Assistant Attorney General Thomas Perez, the new chief of the Civil Rights Division, appeared on the Kojo Nnamdi Show Thursday. If you didn’t tune in, click here for a link to the audio file.
Below, we’ve highlighted a section in which Perez discusses hiring in the division — a touchy subject in a component buffeted by turnover and politically motivated personnel decisions during the Bush administration.
But first, a little background.
In a January report, the department’s internal watchdogs concluded that Bradley Schlozman, who was a deputy and acting head of the division during the Bush administration, violated federal law in his quest to stock the division with his political equals. During his tenure, Schlozman hired 99 lawyers, according to the Justice Department’s Office of the Inspector General and Office of Professional Responsibility. Sixty-three of them had Republican affiliations, two of them were Democrats, and 34 were labeled as “unknown.”
The Obama transition team’s confidential report on the division, obtained by The New York Times, showed that 236 civil rights lawyers left from 2003 to 2007. The division has about 350 lawyers. The Obama administration hopes to add about 50 more.
Here’s the exchange:
Caller: I wanted to know what is going to happen in your division to the people who were hired as a result of political influence or favoritism because they were conservatives?
Perez: Our hiring process is going to be nonpartisan. It is whoever is the most qualified candidate for the job. Our employee review process is going to be similarly nonpartisan. If you are doing the job and doing it well, you will continue to do it. If you are not doing the job, you will be held accountable, whether you came here three years ago or whether you came here 20 years ago. It will be a function of a very transparent process in which people have an opportunity to be heard. But I spoke with the division yesterday, and I said we have a lot of work to do, we need to move forward and do that work. I have great faith in the passion and talent of the career staff. And we will indeed work hard to ensure our review processes are fair…and people who are doing great work will be rewarded and people who are not doing great work are accountable.

==========

Brief 1
Answer these from the post about the Civil Rights Division:
(a) On what day did Perez appear on the Kojo Nnamdi Show?
(b) How many lawyers did Schlozman hire during his tenure?
(c) About how many lawyers does the division have?
Brief 2
Carry on writing the post about the Civil Rights Division, picking up right after its final sentence.

Material
==========

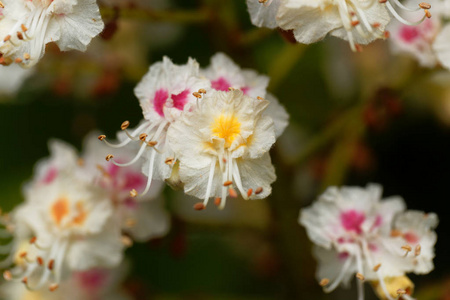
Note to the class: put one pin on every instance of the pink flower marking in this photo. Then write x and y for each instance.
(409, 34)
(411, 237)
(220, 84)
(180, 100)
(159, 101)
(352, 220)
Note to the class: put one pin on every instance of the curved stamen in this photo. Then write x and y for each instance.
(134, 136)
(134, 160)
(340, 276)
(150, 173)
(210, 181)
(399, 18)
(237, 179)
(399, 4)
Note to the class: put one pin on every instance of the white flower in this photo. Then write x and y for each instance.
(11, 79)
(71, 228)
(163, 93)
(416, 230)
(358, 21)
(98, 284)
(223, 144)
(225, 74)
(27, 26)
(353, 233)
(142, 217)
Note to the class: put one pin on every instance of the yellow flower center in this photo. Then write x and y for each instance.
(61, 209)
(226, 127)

==========

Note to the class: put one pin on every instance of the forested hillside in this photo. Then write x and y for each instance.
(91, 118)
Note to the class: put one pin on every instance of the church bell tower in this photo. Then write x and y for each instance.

==========

Expected answer 1
(a) Thursday
(b) 99
(c) About 350

Expected answer 2
Nnamdi: What do you say to people who say, look, the people who follow the traditional civil rights activists in our nation, many of whom sought relief from the Civil Rights Division of the Justice Department over the years, even if they’re doing work, even if they are career employees, can generally be considered as politically liberal? So what the Bush administration was simply trying to do was to have some balance among the career employees in the Civil Rights Division of the Justice Department. What you seem to be suggesting is that there’s not likely to be that ideological balance anymore, so we are suspicious.
Perez: That’s not really what I’m saying, Kojo. What I’m saying is that the inspector general report noted that laws were violated, that…inquiries were being made into ideology, things of that nature. Again, when I was on the hiring committee for entry level lawyers in ‘91, ‘92, and ‘93, our charge from Republicans and Democrats was the same: Hire the best qualified people. I don’t care if you’re a Republican, Democrat, Independent, any other party. I care about whether you have the talent, experience and fire in the belly to do the job. And that is what we are going to return to because that was frankly lost all too frequently in the last eight years. And that’s regrettably documented in the IG report.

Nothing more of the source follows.